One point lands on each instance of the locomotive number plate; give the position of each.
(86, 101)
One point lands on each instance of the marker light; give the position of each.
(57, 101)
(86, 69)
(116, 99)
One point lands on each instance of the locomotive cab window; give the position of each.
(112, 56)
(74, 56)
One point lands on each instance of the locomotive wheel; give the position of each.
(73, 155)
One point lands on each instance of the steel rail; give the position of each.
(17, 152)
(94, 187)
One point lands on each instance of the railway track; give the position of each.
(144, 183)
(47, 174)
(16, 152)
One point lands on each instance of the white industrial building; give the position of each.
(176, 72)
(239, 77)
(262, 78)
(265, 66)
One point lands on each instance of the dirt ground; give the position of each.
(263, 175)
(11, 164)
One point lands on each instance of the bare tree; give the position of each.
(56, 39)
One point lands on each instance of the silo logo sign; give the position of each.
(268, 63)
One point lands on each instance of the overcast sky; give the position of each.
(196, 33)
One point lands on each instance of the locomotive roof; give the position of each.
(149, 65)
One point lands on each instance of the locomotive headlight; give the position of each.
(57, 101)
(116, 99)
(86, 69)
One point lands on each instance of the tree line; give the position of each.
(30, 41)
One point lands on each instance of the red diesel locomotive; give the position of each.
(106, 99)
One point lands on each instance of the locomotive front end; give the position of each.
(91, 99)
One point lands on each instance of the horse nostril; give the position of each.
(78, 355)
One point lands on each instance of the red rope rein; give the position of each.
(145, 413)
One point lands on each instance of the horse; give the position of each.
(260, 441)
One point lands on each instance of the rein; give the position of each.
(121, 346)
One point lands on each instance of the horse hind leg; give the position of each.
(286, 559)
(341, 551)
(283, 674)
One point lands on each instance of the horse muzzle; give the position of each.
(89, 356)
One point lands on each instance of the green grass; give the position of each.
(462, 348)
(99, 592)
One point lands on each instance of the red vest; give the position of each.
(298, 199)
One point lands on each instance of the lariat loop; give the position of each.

_Instructions to follow_. Restate the listing above in full, exactly.

_Result below_.
One point lands on each instance of the locomotive number plate; give the position of each.
(86, 101)
One point lands on each instance of the marker light; give the position of each.
(57, 101)
(86, 69)
(116, 99)
One point lands on each instance of the locomotive cab window; give the position of each.
(112, 56)
(74, 56)
One point lands on each instance of the locomotive wheel; give the position of each.
(73, 155)
One point lands on each instance of the steel rail; give the position of each.
(17, 152)
(94, 187)
One point lands on each instance of the railway track; give the position of each.
(144, 183)
(47, 174)
(16, 152)
One point lands on each instance of the white industrial building; give the position of each.
(176, 72)
(239, 77)
(262, 78)
(265, 66)
One point lands on each instance of the dirt ground; give the position of each.
(263, 175)
(11, 164)
One point lands on each instance of the bare tree; give the position of each.
(56, 39)
One point lands on each instance of the silo logo sign; give the position of each.
(268, 63)
One point lands on each instance of the overcast sky; give the position of each.
(196, 33)
One point lands on each instance of the locomotive roof; give the position of each.
(149, 65)
One point lands on each instance of the locomotive headlight; give the position of each.
(57, 101)
(116, 99)
(86, 69)
One point lands on each instance of the tree line; give the position of each.
(30, 41)
One point lands on each instance of the red diesel locomotive; give the position of each.
(106, 99)
One point lands on each instance of the locomotive front end; give the position of each.
(91, 99)
One point lands on each instance of the horse nostril; give the position of each.
(78, 355)
One point lands on each instance of the red rope rein; give the position of each.
(145, 413)
One point lands on each instance of the horse; give the position of each.
(260, 441)
One point lands on each instance of the rein; give the position of each.
(121, 346)
One point lands on each instance of the horse hind leg; give the position of each.
(286, 559)
(341, 551)
(283, 674)
One point lands on each instance of the horse muzzle; give the position of each.
(89, 356)
One point lands on each instance of the green grass; give the position of each.
(462, 348)
(99, 592)
One point lands on each instance of the red vest; give the position of each.
(298, 199)
One point lands on each instance of the lariat loop; give the position of each.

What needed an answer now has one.